**GOAL**
Write out exactly the lines below that run from the line containing "Target: white building" through the last line of the records.

Point-based annotation data
-- begin --
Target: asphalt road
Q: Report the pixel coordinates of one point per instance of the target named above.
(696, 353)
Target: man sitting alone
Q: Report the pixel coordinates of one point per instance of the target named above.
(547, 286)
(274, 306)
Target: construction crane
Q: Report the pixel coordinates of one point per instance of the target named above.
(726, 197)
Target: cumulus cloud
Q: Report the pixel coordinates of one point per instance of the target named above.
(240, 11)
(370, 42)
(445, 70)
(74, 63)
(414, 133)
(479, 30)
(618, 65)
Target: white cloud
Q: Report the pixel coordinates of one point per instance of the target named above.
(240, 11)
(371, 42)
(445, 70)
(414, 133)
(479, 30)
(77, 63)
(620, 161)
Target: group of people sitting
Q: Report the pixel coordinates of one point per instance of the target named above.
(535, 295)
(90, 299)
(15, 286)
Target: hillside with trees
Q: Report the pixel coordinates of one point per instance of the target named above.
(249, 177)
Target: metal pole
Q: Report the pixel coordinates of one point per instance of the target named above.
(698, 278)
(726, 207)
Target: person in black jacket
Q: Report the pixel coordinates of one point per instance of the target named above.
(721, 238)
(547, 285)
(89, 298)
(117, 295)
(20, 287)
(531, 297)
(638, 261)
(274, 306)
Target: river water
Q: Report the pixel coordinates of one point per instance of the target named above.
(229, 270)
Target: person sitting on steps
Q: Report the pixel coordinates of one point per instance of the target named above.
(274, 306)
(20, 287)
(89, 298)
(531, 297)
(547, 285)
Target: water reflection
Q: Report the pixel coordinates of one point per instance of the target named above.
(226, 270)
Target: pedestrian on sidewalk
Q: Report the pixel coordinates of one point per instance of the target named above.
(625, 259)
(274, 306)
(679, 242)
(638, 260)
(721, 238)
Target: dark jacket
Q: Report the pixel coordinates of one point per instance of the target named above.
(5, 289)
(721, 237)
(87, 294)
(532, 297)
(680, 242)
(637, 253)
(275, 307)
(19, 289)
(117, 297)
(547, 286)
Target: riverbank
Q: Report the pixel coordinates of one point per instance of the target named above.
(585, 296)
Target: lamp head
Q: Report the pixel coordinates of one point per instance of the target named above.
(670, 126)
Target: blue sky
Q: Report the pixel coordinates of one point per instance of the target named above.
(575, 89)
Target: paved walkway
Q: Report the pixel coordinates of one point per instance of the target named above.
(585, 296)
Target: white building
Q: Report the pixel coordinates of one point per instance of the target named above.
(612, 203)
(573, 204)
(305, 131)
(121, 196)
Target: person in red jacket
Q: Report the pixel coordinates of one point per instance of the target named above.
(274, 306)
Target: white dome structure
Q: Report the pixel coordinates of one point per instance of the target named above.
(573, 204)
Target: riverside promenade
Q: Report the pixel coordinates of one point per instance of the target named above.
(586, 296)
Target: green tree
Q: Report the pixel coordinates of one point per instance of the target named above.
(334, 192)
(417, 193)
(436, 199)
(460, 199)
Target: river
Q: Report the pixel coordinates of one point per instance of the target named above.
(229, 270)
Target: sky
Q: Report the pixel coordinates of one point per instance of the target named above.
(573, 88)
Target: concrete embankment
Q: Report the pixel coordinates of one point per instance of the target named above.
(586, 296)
-- end --
**EXERCISE SOLUTION**
Target: white building
Q: Report the pixel coordinates of one point per instance of the target named above.
(612, 203)
(573, 204)
(305, 131)
(121, 196)
Target: person in red jacket
Q: Report the pixel coordinates of one point per instance of the target named above.
(274, 306)
Target: white dome structure
Q: Report the pixel coordinates of one point per instance of the target named above.
(573, 204)
Target: riverside promenade
Q: Report the pixel coordinates of one point per instance of the target named above.
(586, 296)
Target: green tree
Q: Report the pixel coordinates of one point per instance of the target named above.
(334, 192)
(417, 193)
(436, 199)
(460, 199)
Target: river
Q: Report the pixel coordinates of one point per instance of the target named above.
(229, 270)
Target: sky
Q: Report the pixel coordinates of one point per instance of the target named above.
(573, 88)
Target: concrete embankment
Q: Report the pixel coordinates of one point per instance of the target named above.
(586, 296)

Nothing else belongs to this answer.